··· Data extract

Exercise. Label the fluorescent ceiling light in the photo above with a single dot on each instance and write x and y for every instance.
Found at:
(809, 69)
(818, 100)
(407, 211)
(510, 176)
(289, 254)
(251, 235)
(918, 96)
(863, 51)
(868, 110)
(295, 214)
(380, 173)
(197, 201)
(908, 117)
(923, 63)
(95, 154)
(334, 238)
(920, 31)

······

__Stated exercise__. Rewrite the rows above as a JSON list of strings with one string per line, leaving out any blank lines.

__Task response__.
[
  "Exercise. Label the fluorescent ceiling light in the photo above with a single dot on each instance and write x and y for every instance.",
  "Found at:",
  "(809, 69)",
  "(818, 100)",
  "(407, 211)",
  "(510, 176)",
  "(289, 254)",
  "(251, 235)",
  "(918, 96)",
  "(863, 51)",
  "(868, 110)",
  "(295, 214)",
  "(380, 173)",
  "(197, 201)",
  "(908, 117)",
  "(923, 63)",
  "(95, 154)",
  "(334, 238)",
  "(920, 31)"
]